**WHAT TO WORK ON**: Pick out each line in the items that contains the word "grain" and copy those lines.

(Dataset rows)
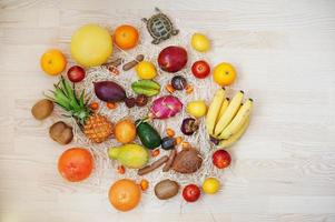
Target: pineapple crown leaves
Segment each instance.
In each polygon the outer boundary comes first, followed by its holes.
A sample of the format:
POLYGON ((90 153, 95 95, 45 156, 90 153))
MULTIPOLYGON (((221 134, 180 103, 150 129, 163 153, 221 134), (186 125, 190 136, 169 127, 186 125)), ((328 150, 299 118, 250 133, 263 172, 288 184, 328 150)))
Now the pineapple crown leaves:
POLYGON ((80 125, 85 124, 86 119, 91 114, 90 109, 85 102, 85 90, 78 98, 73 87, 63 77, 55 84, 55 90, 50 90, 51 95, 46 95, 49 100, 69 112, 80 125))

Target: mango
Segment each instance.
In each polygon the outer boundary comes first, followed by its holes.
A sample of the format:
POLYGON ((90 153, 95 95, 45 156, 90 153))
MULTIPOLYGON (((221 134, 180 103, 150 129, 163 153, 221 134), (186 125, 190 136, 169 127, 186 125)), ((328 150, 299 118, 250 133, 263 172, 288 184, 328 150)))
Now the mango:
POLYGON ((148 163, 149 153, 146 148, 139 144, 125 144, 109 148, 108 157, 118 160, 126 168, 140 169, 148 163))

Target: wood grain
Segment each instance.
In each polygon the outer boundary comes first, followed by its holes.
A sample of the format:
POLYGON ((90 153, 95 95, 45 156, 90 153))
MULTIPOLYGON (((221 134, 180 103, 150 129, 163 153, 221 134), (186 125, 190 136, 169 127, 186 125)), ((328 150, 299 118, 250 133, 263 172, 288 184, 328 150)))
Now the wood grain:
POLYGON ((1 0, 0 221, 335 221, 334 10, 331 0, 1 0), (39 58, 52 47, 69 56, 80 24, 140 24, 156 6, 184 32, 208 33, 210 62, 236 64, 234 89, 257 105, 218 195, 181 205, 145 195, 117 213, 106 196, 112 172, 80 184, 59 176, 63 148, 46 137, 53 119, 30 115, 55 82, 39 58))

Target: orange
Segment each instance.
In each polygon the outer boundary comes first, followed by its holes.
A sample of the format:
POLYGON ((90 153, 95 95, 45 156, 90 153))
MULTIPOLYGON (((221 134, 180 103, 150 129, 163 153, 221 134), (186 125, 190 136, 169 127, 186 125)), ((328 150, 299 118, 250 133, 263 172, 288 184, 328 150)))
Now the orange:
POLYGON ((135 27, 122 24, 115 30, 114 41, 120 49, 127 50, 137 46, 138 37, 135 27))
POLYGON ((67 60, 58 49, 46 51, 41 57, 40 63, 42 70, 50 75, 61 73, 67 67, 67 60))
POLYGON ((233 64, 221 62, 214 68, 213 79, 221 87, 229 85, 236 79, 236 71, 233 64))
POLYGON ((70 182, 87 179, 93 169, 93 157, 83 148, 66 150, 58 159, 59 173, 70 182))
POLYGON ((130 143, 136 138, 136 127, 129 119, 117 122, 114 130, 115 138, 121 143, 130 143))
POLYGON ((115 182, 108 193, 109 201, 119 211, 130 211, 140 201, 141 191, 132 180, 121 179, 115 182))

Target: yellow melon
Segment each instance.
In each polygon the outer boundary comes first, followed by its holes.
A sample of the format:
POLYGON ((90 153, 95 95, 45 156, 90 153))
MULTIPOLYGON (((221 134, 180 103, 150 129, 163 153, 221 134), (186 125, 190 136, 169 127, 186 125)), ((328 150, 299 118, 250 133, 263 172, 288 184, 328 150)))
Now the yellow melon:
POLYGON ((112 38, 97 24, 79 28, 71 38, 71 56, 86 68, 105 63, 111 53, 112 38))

**TASK RESPONSE**:
Target: wood grain
Now the wood grain:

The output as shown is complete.